═══ Document section ═══

How the School of Visual Art Shaped Isabel Ricaurte’s Creative Process
Isabel Ricaurte, an illustrator currently living in New York, has felt the highs and lows of art as a profession. The Ecuadorian-born artist came to New York to pursue her dreams and hone her craft. She has encountered challenges, sought guidance from inspirational mentors, and learned to embrace things that would push her creative boundaries. It was one particular artwork, “The Girl and the Box,” that had a profound impact on her creative process and mindset moving forward.
The School of Visual Arts, or SVA, presented a challenging learning experience for Isabel. Not only was she required to showcase her talent, she also had to be a problem solver. How could she take an abstract thought and convey that through art? How can she interpret her daily musings into a visual representation of a story? Isabel found these assignments difficult but thrilling. She was extending her reach in as yet unexplored artistic ways. Of these assignments, it was “The Girl and the Box” that resonated with Isabel the most.
Leading up to this, Isabel had previously done a piece called “How behavior an unhealthy person is like”.

═══ Extracted material ═══

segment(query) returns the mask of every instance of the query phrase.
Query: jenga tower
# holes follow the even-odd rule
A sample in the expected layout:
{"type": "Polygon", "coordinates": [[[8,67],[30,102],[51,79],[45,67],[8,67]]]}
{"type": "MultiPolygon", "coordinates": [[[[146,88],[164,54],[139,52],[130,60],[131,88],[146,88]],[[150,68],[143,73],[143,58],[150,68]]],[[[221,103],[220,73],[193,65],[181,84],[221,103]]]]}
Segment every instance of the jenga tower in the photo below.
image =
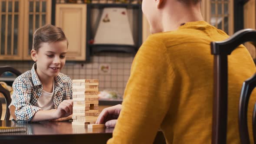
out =
{"type": "Polygon", "coordinates": [[[94,124],[98,115],[98,80],[74,79],[72,124],[94,124]]]}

═══

Problem details
List every experience that the sentence beginning "She has encountered challenges" attributes to Isabel in the text on Isabel Ricaurte and the School of Visual Arts.

Answer below
- Encountered challenges
- Sought guidance from inspirational mentors
- Learned to embrace things that would push her creative boundaries